### Check your understanding
- 1) Answer these questions from the post on Between Two Kingdoms:
(a) How many functional hours each day does the quoted passage say her body allowed her?
(b) What did she place atop her knees as a desk?
(c) What did her mother do for the Hundred-Day Project?
- 2) Quote the post on Between Two Kingdoms word for word from "August 29, 2021" through "in her journey.", including both ends.
- 3) Extend the post on Between Two Kingdoms from where it stops.

### Text
★ ★ ★ ★ ★

August 29, 2021

To learn to swim in the ocean of not knowing—this is my constant work.


Between Two Kingdoms: A Memoir of a Life Interrupted
By Suleika Jaouad

As I read and (mostly) listened to Between Two Kingdoms, I remained most astounded by Suleika's generosity. It feels inappropriate to share that her pain provided perspective, but that she is so open with her story is a gift. I was grateful many times—for the window into her experiences, the affecting language she used to describe them, and her overall grace. She shares the same desire to deep-know people so though our experiences are miles apart, I felt connected and invested in her journey.

At its end, three messages were reinforced—1) as I continue on my mission to learn to love better, I'd been given examples in abundance of how to do so; 2) I am fortunate; 3) I had better make the most of my life.

"I decided to reimagine my survival as a creative act. If chemo sores in my mouth made it too painful to talk, I would find new ways to communicate. As long as I was stuck in bed, my imagination would become the vessel that allowed me to travel beyond the confines of my room. If my body had grown so depleted that I now had only three functional hours each day, I would clarify my priorities and make the most of how I spent the time I had.
With this in mind, I reorganized my bedroom so that everything I needed was within arm's reach: a small night table littered with pens, notebooks, and paper; a bookshelf filled with my favorite novels and volumes of poetry; a wooden board that I placed atop my knees as a desk. I wrote when I was home, and I wrote each day that I found myself back in the hospital. I wrote until the anger and envy and pain bled dry—until I could no longer hear the persistent beeping of monitors, the hiss of respirators, the alarms that constantly went off. I had no way of predicting all the places the Hundred-Day Project would take me, but what I knew, for now, was that I was starting to find my power."
(p. 109)
Earlier in this chapter, she shares how her family and boyfriend also participated in the Hundred-Day Project. Her ex Will shared a daily video from the outside, her mother painted ceramic tiles, and her father wrote 101 childhood memories and gave them to her in a book on Christmas—a great idea I'm considering.

★ ★ ★ ★ ★

Referring expression grounding data

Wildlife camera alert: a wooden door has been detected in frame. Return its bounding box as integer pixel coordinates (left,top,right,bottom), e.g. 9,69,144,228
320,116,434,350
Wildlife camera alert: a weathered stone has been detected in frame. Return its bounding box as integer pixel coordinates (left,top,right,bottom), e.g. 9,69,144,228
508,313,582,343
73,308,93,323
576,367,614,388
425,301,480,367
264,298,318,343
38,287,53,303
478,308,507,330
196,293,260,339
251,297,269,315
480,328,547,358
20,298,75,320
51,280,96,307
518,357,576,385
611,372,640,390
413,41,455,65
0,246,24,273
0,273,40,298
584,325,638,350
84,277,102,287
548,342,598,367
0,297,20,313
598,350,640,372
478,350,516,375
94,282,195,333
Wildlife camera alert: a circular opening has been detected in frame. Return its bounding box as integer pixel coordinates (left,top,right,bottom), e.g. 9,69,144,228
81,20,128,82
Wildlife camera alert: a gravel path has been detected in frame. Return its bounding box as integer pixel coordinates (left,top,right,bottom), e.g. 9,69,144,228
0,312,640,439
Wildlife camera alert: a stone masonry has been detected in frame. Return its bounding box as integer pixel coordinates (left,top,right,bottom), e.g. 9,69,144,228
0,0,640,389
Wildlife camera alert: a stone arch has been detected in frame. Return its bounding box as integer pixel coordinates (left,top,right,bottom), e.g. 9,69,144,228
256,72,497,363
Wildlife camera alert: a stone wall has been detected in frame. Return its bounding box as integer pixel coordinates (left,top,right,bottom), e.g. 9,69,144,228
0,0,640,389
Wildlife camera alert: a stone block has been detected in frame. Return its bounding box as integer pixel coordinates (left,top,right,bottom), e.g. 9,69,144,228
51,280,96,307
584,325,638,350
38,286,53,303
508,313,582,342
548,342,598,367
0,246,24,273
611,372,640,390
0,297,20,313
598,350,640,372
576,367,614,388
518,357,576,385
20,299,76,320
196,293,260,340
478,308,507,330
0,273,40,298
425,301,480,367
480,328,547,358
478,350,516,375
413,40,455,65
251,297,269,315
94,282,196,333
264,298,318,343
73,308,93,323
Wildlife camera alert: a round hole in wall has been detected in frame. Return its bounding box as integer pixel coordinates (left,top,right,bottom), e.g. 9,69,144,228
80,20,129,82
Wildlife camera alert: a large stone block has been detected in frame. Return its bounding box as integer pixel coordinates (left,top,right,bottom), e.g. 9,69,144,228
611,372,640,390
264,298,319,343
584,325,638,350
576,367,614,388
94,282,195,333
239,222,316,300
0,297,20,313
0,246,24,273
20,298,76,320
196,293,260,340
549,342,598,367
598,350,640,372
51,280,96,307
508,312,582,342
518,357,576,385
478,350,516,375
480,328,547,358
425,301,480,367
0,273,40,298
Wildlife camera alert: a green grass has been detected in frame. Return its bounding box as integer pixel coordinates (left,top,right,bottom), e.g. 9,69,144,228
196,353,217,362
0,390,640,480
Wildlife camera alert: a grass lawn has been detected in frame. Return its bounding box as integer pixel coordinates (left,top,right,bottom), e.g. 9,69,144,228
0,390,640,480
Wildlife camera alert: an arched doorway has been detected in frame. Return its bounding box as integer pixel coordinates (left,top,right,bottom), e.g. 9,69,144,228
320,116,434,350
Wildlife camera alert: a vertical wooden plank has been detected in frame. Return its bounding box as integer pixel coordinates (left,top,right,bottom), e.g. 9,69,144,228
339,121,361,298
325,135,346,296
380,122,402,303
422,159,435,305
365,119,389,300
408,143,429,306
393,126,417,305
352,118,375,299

★ ★ ★ ★ ★

### Task answers
- 1)
(a) Three
(b) A wooden board
(c) She painted ceramic tiles.

- 2)
August 29, 2021

To learn to swim in the ocean of not knowing—this is my constant work.


Between Two Kingdoms: A Memoir of a Life Interrupted
By Suleika Jaouad

As I read and (mostly) listened to Between Two Kingdoms, I remained most astounded by Suleika's generosity. It feels inappropriate to share that her pain provided perspective, but that she is so open with her story is a gift. I was grateful many times—for the window into her experiences, the affecting language she used to describe them, and her overall grace. She shares the same desire to deep-know people so though our experiences are miles apart, I felt connected and invested in her journey.

- 3)
""Write," instructs Annie Dillard, "as if you were dying." We are all terminal patients on this earth—the mystery is not "if" but "when" death appears in the plotline. With my transplant date looming, her words rang loudly. My mortality shadowed each breath, each step that I took, more present now than it had ever been. A manic energy hummed through me. I worked around the clock for a month to draft thirteen columns before I entered the transplant unit, fueled by knowledge that it was going to be a long time before I was well enough to write or walk or do much of anything else again. What would you write about if you knew you might die soon? Bent over my laptop in bed, I traveled to where the silence was in my life. I wrote about my infertility and how no one had warned me of it. About learning to navigate our absurd healthcare system. About what it meant to fall in love while falling sick, and how we talk—or don't talk—about dying. I wrote about guilt. I also wrote a will in case I fell on the wrong side of the transplant odds. To this day, I've never been more prolific. Death can be a great motivator.
On March 29, 2012, my column and an accompanying video series—called "Life, Interrupted"—was scheduled to make its debut. Just a few days after that I would receive the bone marrow transplant. The confluence of these impending milestones was dizzying: a dream and a nightmare dancing the tango."
(p. 119)

"When I arrive at the hotel, Jon is waiting in the lobby. The two of us go way back to band camp, where we met as teenagers. Jon was gangly and awkward then, with a mouth full of braces and baggy, ill-fitting clothes, so shy he bordered on mute. He's since undergone a transformation. Now, with his thick New Orleanian drawl, virtuosic piano chops, and dapper style, he has the kind of magnetic presence that turns heads and draws everyone in a room. Tall and slim, dressed impeccably in a tailored suit and leather boots, he's handsome enough to startle me. His skin, a dark honey brown, looks luminous, and his features—those lips, aquiline nose, and broad shoulders—give him the majestic air of a prince. Jon catches my eye from across the lobby, and as I walk across the room to greet him, I wobble a little under his gaze."
(p. 201)

"To learn to swim in the ocean of not knowing—this is my constant work."